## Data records
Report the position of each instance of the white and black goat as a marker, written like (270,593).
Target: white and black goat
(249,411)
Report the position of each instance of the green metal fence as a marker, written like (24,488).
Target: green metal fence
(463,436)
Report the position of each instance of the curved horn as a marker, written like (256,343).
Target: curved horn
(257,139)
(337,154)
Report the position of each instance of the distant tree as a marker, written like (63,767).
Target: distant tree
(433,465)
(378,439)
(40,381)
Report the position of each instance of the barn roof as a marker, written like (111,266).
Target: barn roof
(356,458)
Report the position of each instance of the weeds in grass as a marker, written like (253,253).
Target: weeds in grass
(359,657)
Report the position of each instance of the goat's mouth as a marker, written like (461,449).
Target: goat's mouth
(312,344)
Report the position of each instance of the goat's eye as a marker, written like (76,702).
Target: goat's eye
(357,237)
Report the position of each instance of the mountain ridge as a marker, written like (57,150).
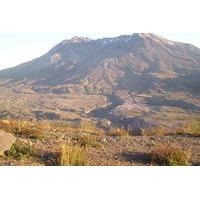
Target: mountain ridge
(148,74)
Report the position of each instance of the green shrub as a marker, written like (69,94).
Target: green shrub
(20,151)
(168,155)
(72,156)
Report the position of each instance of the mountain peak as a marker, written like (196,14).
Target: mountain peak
(77,39)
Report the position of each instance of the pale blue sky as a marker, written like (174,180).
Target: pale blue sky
(16,48)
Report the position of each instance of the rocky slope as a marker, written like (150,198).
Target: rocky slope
(153,80)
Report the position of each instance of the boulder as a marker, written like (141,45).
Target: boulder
(6,141)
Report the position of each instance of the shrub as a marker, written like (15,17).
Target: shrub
(20,151)
(23,128)
(72,156)
(168,155)
(88,140)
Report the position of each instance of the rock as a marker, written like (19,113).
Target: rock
(137,132)
(6,141)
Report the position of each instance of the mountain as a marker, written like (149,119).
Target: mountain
(140,79)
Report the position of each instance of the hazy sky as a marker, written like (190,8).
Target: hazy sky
(16,48)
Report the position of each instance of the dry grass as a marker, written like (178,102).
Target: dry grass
(72,156)
(24,128)
(192,127)
(118,132)
(20,151)
(169,155)
(86,140)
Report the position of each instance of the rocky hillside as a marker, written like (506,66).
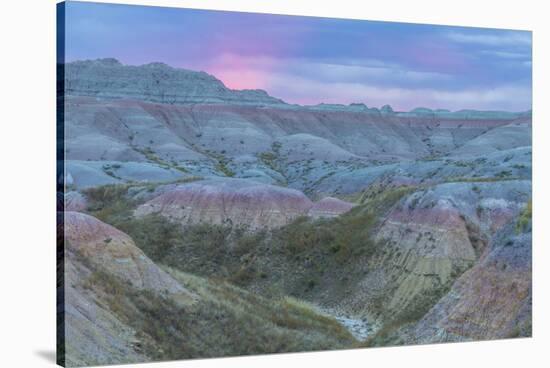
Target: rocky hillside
(204,221)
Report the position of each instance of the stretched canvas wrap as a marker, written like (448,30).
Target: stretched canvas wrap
(237,183)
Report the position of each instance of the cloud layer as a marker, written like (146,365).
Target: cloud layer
(310,60)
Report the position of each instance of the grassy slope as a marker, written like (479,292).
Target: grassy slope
(225,321)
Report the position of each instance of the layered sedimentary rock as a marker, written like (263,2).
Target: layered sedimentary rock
(430,238)
(112,251)
(95,252)
(330,207)
(492,300)
(156,82)
(229,201)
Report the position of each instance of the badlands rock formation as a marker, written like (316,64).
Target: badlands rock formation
(414,221)
(229,201)
(329,207)
(93,333)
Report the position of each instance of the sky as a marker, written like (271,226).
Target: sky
(310,60)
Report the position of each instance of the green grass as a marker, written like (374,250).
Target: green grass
(225,321)
(525,217)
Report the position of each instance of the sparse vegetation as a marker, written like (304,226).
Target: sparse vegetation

## TASK DIRECTIONS
Scan the records above for the word "vegetation" and return every line where it occurs.

## SOLVED EXERCISE
Report the position of each instance of the sparse vegetation as a marker, written like (304,226).
Target: sparse vegetation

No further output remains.